WORK TASK —
Continue the passage on labor market rebalancing in developed-market economies from the point where it stops.

TEXT SEGMENT —

================================

Labor market rebalancing is well underway in DM economies, mostly because of a decline in job openings. This rebalancing has, on average, led our jobs-workers gap to retrace 58% of its overshoot during the pandemic—with notably larger reductions in Canada and the US—and wage growth to step down from its peak pace in DM economies.
So far, the labor market cooldown has been fairly benign. Despite clear signs of softening—including an uptick in the unemployment rate, slower job growth, and softer survey data—a holistic view suggests most DM labor markets remain tighter than they were in 2019. As a result, DM central banks most likely view the current rebalancing favorably and will not be too concerned about incremental cooling.
While a more significant labor market deterioration could raise concerns, we see three reasons why DM labor markets are likely to stabilize before slowing too much. First, growth in job openings has historically tracked GDP growth very closely, and our near-trend 2024 growth forecasts coupled with fading recession fears argue against an unnecessarily large pullback.
Second, the labor market rebalancing thus far mostly reflects a correction of excessive job posting, as job openings overshot fundamental-consistent levels in 2021-2022 before unwinding in 2023. We suspect that labor markets will stabilize after job opening overshoots fully reverse, provided that growth and inflation dynamics normalize in line with our forecasts.
Third, labor markets in the earlier hikers—mostly EM economies where policy and economic dynamics have led DMs by 6-12 months—continue to point toward a sustainable rebalancing process. In these economies, unemployment rates have stabilized at a low level, employment growth has stabilized at an elevated level, and the average jobs-workers gap has been roughly stable at its 2019 level since the start of the year.
This evidence points toward a continued gradual rebalancing and subsequent stabilization in DM labor markets. We therefore continue to forecast that unemployment rates will remain near their current levels as wage growth gradually decelerates through end-2024.

================================

DATA EXCERPTS —
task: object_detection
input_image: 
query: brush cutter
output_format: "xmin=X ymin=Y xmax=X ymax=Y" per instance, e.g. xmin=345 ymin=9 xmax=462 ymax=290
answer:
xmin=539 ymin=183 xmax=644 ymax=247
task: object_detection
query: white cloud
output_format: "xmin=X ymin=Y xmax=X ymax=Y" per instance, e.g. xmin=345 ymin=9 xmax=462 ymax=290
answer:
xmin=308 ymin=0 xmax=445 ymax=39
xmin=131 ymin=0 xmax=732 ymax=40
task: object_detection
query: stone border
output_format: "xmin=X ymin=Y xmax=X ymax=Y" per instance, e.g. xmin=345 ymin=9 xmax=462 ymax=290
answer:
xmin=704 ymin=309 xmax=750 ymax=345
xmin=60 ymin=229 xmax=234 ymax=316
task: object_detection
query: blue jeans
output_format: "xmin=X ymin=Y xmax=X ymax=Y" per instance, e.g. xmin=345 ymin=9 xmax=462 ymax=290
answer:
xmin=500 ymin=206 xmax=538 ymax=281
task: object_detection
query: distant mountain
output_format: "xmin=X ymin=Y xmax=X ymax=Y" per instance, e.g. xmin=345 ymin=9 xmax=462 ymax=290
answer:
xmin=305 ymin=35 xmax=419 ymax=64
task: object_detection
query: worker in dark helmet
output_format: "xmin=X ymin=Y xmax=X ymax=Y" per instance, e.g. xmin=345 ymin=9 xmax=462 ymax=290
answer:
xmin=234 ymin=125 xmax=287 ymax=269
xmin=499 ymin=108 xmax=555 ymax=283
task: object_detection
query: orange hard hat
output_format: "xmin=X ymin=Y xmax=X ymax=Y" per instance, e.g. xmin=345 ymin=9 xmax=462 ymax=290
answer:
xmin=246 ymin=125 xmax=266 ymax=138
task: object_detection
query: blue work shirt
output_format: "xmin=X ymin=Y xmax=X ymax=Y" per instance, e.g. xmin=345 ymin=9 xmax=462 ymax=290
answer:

================================

RESPONSE AREA —
The unemployment rate has, on average, increased by 0.3pp from its trough, but remains near or below its 2019 level (and central bank estimates of NAIRU) in all DM economies aside from Sweden and the UK (top left chart, Exhibit 4). Furthermore, in most DM economies this increase in unemployment reflects an uptick in labor supply rather than an increase in layoffs.
Average hours worked have eased from their cycle peak in most DM economies—including by 4.3% in Sweden, 1.4% in the US, and 1.3% in Canada—but these declines mostly reflect a reversal of pandemic overshoots (themselves largely driven by changes in the composition of employment), and hours worked generally remain above their pre-pandemic trend (top right chart, Exhibit 4). A notable exception is the Euro Area, although our European economists note that some of this weakness reflects structural changes in the post-pandemic labor market that are likely to prove persistent.
Job growth has meaningfully slowed from its rapid pace in 2022, but generally remains above its pre-pandemic pace (bottom left chart, Exhibit 4).
The employment component of PMIs has generally eased from its 2022 level, but remains in expansionary territory in most economies outside of the UK, Japan, and Germany (bottom right chart, Exhibit 4).